#### REQUEST
Please rewrite all of the material below, swapping every "drop a dot" for "place a marker" and leaving everything else unchanged. Leave out the pictures.

--- BEGIN EXTRACTED MATERIAL ---

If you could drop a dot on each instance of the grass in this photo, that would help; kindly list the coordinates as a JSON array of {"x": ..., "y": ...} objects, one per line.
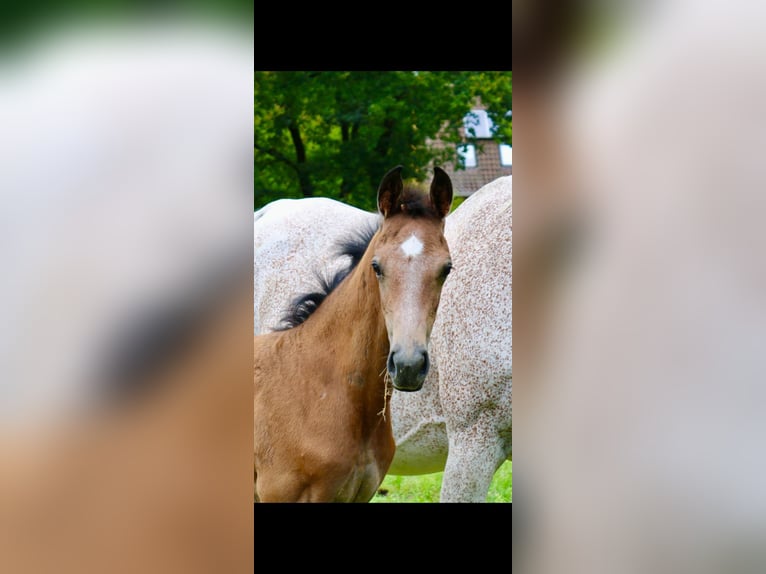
[{"x": 425, "y": 488}]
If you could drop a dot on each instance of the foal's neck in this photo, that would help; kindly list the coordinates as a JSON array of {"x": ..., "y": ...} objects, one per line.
[{"x": 350, "y": 321}]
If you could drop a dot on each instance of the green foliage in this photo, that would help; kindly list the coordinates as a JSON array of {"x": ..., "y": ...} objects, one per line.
[
  {"x": 335, "y": 134},
  {"x": 426, "y": 487}
]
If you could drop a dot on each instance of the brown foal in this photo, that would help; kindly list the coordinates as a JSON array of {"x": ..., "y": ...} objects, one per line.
[{"x": 321, "y": 416}]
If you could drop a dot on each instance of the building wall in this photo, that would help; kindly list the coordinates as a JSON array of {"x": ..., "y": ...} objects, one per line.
[{"x": 488, "y": 168}]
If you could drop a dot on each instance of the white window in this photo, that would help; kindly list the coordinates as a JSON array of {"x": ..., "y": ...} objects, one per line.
[
  {"x": 506, "y": 155},
  {"x": 477, "y": 124},
  {"x": 467, "y": 154}
]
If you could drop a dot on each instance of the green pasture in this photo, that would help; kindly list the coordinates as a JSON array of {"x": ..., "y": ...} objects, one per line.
[{"x": 426, "y": 487}]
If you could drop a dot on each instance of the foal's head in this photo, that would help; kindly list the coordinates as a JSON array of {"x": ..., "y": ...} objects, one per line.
[{"x": 411, "y": 259}]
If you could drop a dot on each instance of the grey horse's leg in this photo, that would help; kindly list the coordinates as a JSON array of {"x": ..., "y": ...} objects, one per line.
[{"x": 475, "y": 454}]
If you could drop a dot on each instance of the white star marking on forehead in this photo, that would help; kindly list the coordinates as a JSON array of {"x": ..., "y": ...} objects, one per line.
[{"x": 413, "y": 246}]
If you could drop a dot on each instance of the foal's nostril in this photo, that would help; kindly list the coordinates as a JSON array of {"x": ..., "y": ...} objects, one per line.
[
  {"x": 391, "y": 366},
  {"x": 426, "y": 365}
]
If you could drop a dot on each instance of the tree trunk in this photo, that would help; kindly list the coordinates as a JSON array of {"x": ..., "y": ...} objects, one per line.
[{"x": 304, "y": 180}]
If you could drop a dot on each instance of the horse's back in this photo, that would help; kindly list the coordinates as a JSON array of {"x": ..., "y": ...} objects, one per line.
[
  {"x": 473, "y": 340},
  {"x": 293, "y": 240}
]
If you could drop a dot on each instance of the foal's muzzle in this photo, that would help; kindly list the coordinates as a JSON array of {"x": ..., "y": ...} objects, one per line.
[{"x": 408, "y": 370}]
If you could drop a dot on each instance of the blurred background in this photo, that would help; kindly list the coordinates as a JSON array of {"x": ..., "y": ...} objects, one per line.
[
  {"x": 126, "y": 299},
  {"x": 334, "y": 134}
]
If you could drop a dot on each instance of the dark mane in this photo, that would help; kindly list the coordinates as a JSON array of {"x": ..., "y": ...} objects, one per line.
[{"x": 304, "y": 305}]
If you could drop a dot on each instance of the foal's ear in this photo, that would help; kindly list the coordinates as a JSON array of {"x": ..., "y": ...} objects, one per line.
[
  {"x": 441, "y": 192},
  {"x": 389, "y": 191}
]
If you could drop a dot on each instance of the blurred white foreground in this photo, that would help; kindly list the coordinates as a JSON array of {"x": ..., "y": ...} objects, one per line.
[{"x": 125, "y": 209}]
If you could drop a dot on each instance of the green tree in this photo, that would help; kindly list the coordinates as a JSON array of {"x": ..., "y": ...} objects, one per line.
[{"x": 335, "y": 134}]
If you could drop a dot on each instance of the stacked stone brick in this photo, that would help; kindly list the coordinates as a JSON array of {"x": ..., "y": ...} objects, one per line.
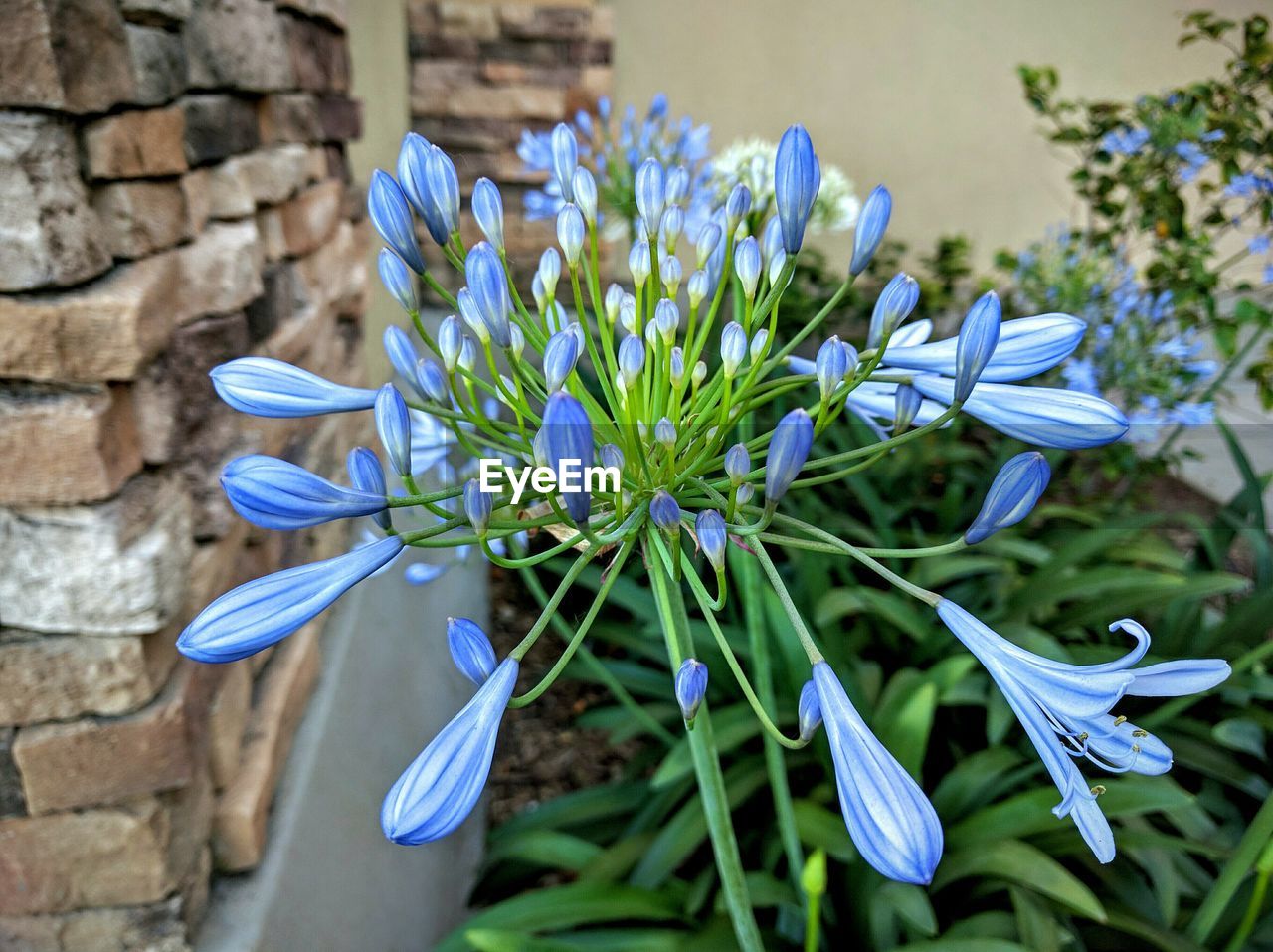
[
  {"x": 175, "y": 194},
  {"x": 481, "y": 72}
]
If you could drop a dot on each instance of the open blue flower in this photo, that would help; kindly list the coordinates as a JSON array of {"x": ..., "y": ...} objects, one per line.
[
  {"x": 438, "y": 792},
  {"x": 1066, "y": 710}
]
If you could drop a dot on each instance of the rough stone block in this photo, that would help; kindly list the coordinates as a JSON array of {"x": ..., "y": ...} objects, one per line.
[
  {"x": 158, "y": 64},
  {"x": 65, "y": 446},
  {"x": 100, "y": 761},
  {"x": 104, "y": 331},
  {"x": 218, "y": 126},
  {"x": 69, "y": 55},
  {"x": 141, "y": 218},
  {"x": 240, "y": 829},
  {"x": 139, "y": 144},
  {"x": 287, "y": 117},
  {"x": 111, "y": 569},
  {"x": 49, "y": 235},
  {"x": 227, "y": 719},
  {"x": 319, "y": 56},
  {"x": 108, "y": 857},
  {"x": 58, "y": 677},
  {"x": 237, "y": 44}
]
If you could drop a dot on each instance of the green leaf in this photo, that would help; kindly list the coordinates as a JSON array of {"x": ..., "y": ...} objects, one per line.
[{"x": 1019, "y": 863}]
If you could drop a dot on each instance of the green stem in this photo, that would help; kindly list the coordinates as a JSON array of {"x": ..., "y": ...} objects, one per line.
[{"x": 707, "y": 764}]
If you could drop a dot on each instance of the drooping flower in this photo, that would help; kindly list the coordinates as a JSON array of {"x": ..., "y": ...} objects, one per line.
[
  {"x": 1066, "y": 710},
  {"x": 275, "y": 494},
  {"x": 264, "y": 611},
  {"x": 1017, "y": 486},
  {"x": 889, "y": 818},
  {"x": 442, "y": 786},
  {"x": 269, "y": 387}
]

--- END EXTRACTED MATERIAL ---

#### SOLUTION FOR THIS TASK
If you could place a marker on each instance of the grass in this photo, that would help; kindly list the coordinates as a JSON array of {"x": ..., "y": ...} objects, one per line.
[{"x": 425, "y": 488}]
If you could place a marker on each instance of the foal's neck in this photo, that would help; kindly list the coordinates as a JSON array of {"x": ..., "y": ...} objects, one per line.
[{"x": 350, "y": 321}]
If you could place a marker on each instance of the green foliage in this photo, that would help; kindly list the coordinates as a JSON array of {"x": ..., "y": ...} objects, one per line.
[
  {"x": 335, "y": 134},
  {"x": 426, "y": 487}
]
If you could place a marker on each instance of the brown foal in this photo, that would help; kindly list the coordinates as a JSON array of {"x": ..., "y": ...} objects, one per line.
[{"x": 321, "y": 416}]
If you could place a marker on each instance of the building wall in this photo, that would help; kindly list the coordinates as a JSON array of {"x": ..., "y": ...} objects, one per line.
[{"x": 488, "y": 168}]
If you could place a marker on each instance of the white window in this photo, that would help; kindly list the coordinates as a JSON array of {"x": ..., "y": ...} objects, one per line.
[
  {"x": 506, "y": 155},
  {"x": 477, "y": 124},
  {"x": 467, "y": 154}
]
If you could place a marker on each instance of the green pasture in this photo, that would help; kindly list the coordinates as a JSON array of {"x": ..., "y": ...} objects, one per line.
[{"x": 426, "y": 487}]
If you could place a marker on each instance of the foal's head in this photo, that would help; kindly list the coordinates as a JSON array of {"x": ..., "y": ...} objects, one per line.
[{"x": 411, "y": 259}]
If you could place a marker on each instance of the grey horse's leg in this photo, that would help; kindly list the coordinates as a JSON array of {"x": ..., "y": ...} objects, one per line.
[{"x": 475, "y": 454}]
If you could place a marker on each instance of the white star marking on forehead in this photo, that would help; kindly list the coordinates as a JSON array of {"x": ..., "y": ...} objects, one per line.
[{"x": 413, "y": 246}]
If you could place a marker on each instance of the foal's nostril in this photo, that would help; kindly list the coordinates as a JSON array of {"x": ..., "y": ...} objects, one per line.
[
  {"x": 391, "y": 366},
  {"x": 426, "y": 365}
]
If you could place a marker on each instance of the tree trunk in this photo, that would help; kindly list the coordinates as a JSON array of {"x": ..., "y": ...} objects, one per line.
[{"x": 304, "y": 180}]
If you could place a marker on each instance of the horse's back in this photo, that would help; kindly list the coordinates as a JSON array of {"x": ..., "y": ...} objects, one per line.
[
  {"x": 473, "y": 340},
  {"x": 293, "y": 240}
]
If you could place a marker on each instance of the foal's muzzle in this photo, that would help; kindly list the coordinates as a JSON array of {"x": ..., "y": ...} objects, one per line.
[{"x": 408, "y": 370}]
If you could place a marker on each instance of the blurred background in this photo, that would help; kindly list the coordinates as a JSON array of {"x": ..., "y": ...} objects, one per line.
[
  {"x": 126, "y": 299},
  {"x": 334, "y": 134}
]
If you could place a marker on each instance of the dark mane in this photo, that would help; kindly list the coordinates as a JSON array of {"x": ..., "y": ...} objects, one per line.
[{"x": 304, "y": 305}]
If you could place a marker on each instance of the foal's ear in this photo, that would help; kindly list the coordinates as a JSON array of {"x": ..., "y": ...} objects, one per line.
[
  {"x": 441, "y": 192},
  {"x": 389, "y": 191}
]
If you could place a marker on each instance of the blurred white foreground in this photo, that would help; kindly list the coordinates as a JSON array of {"x": ..., "y": ...} objects, one per line.
[{"x": 125, "y": 209}]
If you could place a marker on each instance of the green tree in this photo, that would help; kindly list the coordinates as a JSON array of {"x": ..., "y": ...} objects, one per line.
[{"x": 335, "y": 134}]
If you could place a marker on each instance of the stacked stone brick in this photo, that would help; kindly list the coordinates as a JSON array of {"x": ..., "y": ...} objects, one per line.
[
  {"x": 175, "y": 194},
  {"x": 481, "y": 72}
]
If you could place a marker on each instance of the open blue flower in this photo, that would help; kindly list the coordinates as a JSON array of {"x": ..., "y": ...} objects, one per line.
[
  {"x": 438, "y": 792},
  {"x": 1066, "y": 710}
]
If you could place a marker on each instance of the rough stone block in this photo, that would help; kindly list the coordinates as a JSON array of {"x": ..., "y": ...} objects, one per line.
[
  {"x": 158, "y": 64},
  {"x": 65, "y": 446},
  {"x": 100, "y": 761},
  {"x": 104, "y": 331},
  {"x": 218, "y": 126},
  {"x": 69, "y": 55},
  {"x": 141, "y": 218},
  {"x": 240, "y": 829},
  {"x": 139, "y": 144},
  {"x": 287, "y": 117},
  {"x": 111, "y": 569},
  {"x": 49, "y": 235},
  {"x": 227, "y": 719},
  {"x": 319, "y": 56},
  {"x": 108, "y": 857},
  {"x": 58, "y": 677},
  {"x": 237, "y": 44}
]
If you could place a marker on each instance of the green leaf in this photo, that would help; kindly list the coordinates as a JSON array of {"x": ..., "y": ...} objects, one per line.
[{"x": 1019, "y": 863}]
If you could place a marker on each instance of the green stem in this photo, that would help; kindly list the coordinates as a JSON array of {"x": ..., "y": ...} objects, one per line.
[{"x": 707, "y": 764}]
If you could place a marker on each instance of the drooping flower in this photo, that would help; kindly list the coordinates as a JSON array of {"x": ..., "y": ...} objects, one per line.
[
  {"x": 1066, "y": 710},
  {"x": 275, "y": 494},
  {"x": 264, "y": 611},
  {"x": 1017, "y": 486},
  {"x": 889, "y": 818},
  {"x": 442, "y": 786},
  {"x": 269, "y": 387}
]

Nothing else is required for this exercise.